■ Instructions to follow
Output each line of the listing exactly, though pictures are not to appear.

▶

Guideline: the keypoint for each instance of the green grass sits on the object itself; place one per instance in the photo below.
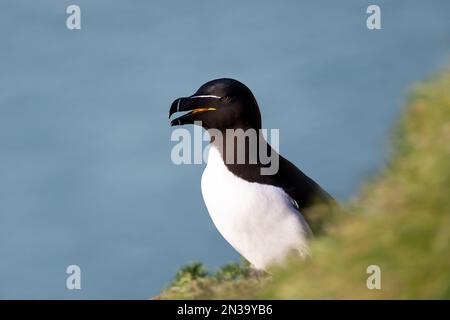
(400, 221)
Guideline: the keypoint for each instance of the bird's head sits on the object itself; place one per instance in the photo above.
(219, 104)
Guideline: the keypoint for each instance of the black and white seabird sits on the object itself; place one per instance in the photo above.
(259, 215)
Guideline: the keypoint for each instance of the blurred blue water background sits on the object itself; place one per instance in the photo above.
(85, 170)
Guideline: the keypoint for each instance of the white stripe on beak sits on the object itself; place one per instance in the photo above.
(206, 96)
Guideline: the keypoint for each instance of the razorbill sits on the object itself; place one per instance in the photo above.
(258, 214)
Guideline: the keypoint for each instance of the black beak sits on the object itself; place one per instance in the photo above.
(195, 104)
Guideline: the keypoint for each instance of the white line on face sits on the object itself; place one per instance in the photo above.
(206, 96)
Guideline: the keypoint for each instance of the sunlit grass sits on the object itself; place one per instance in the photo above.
(400, 222)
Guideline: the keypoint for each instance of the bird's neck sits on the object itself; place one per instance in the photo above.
(239, 146)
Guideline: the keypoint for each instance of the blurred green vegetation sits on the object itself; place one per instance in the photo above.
(400, 221)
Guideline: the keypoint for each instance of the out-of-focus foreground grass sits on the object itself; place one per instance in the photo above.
(399, 222)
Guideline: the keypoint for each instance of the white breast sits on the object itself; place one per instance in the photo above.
(258, 220)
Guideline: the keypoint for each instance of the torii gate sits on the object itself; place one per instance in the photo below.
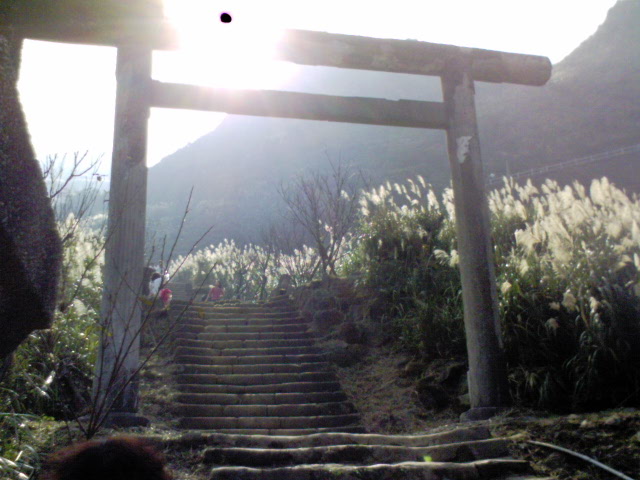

◀

■ Result of the exercise
Guideline: the keypoint for each instance of the green grass sits on the object itself; place one per instance in the photo below.
(400, 221)
Guideline: the keypoint for each instance of the bird's head sits on the object itself; place one per instance in the photo above.
(219, 104)
Guideline: the keypoint for each instance of the black and white seabird sits on the object itself; place one per instance in the photo above.
(259, 215)
Guideline: the keypoint for each instance of the blurred blue water background sits on the object itself; place one per instance in the photo above.
(85, 170)
Guideline: the keypoint for each instance of the white stripe on beak sits on the object itself; place one per instance in the photo above.
(206, 96)
Guideline: the keypoint for each instance of the razorbill sits on the object itself; place one per instance in the photo above.
(258, 214)
Guideline: the keypoint for each instance of the black beak sits on the object itself; place one per instance in the photo above.
(195, 104)
Guideline: the keypoint for each instance of the white line on face sits on the object itself; place one per instance in the photo above.
(206, 96)
Guideline: the keypoint for each instance of the sunlit grass sits on the object itself; place one per instance in the photo above.
(400, 222)
Guideline: the keypoint for each instance of the bird's neck sits on the object itself; place one per instance in the photo above.
(239, 146)
Guideline: the keypoint for each instance of the blurred green vegetation sits on the object itself; place one per instance in the photo above.
(400, 221)
Guideline: the keypoint for each instance of the out-of-focus foreground grass sits on the object itself; place one per instance in the photo above.
(399, 222)
Guideline: the keypoint for each instance of the white breast sits on the object itself; place one per instance in the photo above.
(258, 220)
Guideline: the keypoint for each instance of the torii gate sits on the object itself; place one per instance in the photo below.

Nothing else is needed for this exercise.